* Texto:
====
O calor irradia intensamente. Estrondos profundos ecoam pelo ar.
Um soprador de vidro coleta uma pequena massa brilhante de vidro derretido do forno com a ponta de um tubo de sopro e a levanta no ar.
Parece que o vidro está dançando. Com precisão praticada, o soprador de vidro sopra, coleta mais material derretido e sopra novamente. Uma coreografia que está profundamente arraigada na memória muscular.

O sopro de vidro exige uma coordenação apurada entre olhos e mãos. O artista não deve apenas moldar o material, mas também responder intuitivamente à sua natureza em constante mudança.
Um novo objeto de vidro está nascendo.
Se você der uma olhada em qualquer armário de cozinha finlandês, provavelmente encontrará peças de design icônicas, reconhecíveis por praticamente qualquer pessoa finlandesa. As bordas lúdicas e onduladas de um vaso Aalto, por exemplo, personificam a abordagem distinta da Finlândia ao vidro.
Como este país nórdico se tornou sinônimo de arte em vidro?
Os primórdios da fabricação de vidro finlandesa

A fábrica de vidro Iittala é a única grande fábrica de vidro ainda em operação na Finlândia. Estúdios menores também dão continuidade à tradição em locais como Riihimäki, Nuutajärvi e Fiskars.
A jornada para se tornar líder na arte global em vidro levou séculos de trabalho artesanal, persistência e inovação.
A história da fabricação de vidro na Finlândia remonta a 1681, quando a primeira fábrica de vidro foi fundada em Uusikaupunki, no sudoeste do país. Com o tempo, novas fábricas foram estabelecidas, enquanto outras foram fechadas devido a incêndios ou fechamentos.
====
* Requisitos das tarefas:
1. Reproduza o trecho do texto sobre o vidro finlandês desde "A fábrica de vidro Iittala" até "persistência e inovação.", inclusive.
2. Segundo o texto sobre o vidro finlandês, em que ano e em que cidade foi fundada a primeira fábrica de vidro da Finlândia?
Estas linhas provêm de uma fonte diferente da do texto.

[Registros de uma coleção de dados]
====
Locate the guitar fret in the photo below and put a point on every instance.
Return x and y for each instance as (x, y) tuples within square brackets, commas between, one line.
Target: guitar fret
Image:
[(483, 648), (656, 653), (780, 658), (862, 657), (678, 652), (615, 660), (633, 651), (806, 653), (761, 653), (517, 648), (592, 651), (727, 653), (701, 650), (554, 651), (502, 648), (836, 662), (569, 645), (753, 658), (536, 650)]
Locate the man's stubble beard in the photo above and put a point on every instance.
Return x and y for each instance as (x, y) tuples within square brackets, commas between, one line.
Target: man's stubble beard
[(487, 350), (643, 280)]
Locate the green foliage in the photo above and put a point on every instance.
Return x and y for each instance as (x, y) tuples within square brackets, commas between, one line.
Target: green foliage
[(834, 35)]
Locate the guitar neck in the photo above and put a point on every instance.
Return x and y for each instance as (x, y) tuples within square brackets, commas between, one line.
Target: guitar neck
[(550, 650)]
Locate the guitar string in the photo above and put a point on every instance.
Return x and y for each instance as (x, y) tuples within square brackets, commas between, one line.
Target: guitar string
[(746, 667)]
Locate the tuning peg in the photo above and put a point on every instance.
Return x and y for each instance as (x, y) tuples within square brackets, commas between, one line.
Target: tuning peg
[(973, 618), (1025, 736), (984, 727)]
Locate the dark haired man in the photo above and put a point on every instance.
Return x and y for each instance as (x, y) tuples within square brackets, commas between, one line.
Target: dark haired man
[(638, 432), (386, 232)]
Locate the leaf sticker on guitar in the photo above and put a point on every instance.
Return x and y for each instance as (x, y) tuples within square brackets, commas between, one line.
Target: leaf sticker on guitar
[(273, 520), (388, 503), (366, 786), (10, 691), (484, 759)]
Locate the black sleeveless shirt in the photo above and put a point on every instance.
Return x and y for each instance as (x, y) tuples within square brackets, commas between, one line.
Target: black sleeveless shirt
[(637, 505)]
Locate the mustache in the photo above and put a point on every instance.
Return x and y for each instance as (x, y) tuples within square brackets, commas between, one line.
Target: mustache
====
* Respostas dos exercícios:
1.
A fábrica de vidro Iittala é a única grande fábrica de vidro ainda em operação na Finlândia. Estúdios menores também dão continuidade à tradição em locais como Riihimäki, Nuutajärvi e Fiskars.
A jornada para se tornar líder na arte global em vidro levou séculos de trabalho artesanal, persistência e inovação.

2. Em 1681, em Uusikaupunki, no sudoeste do país.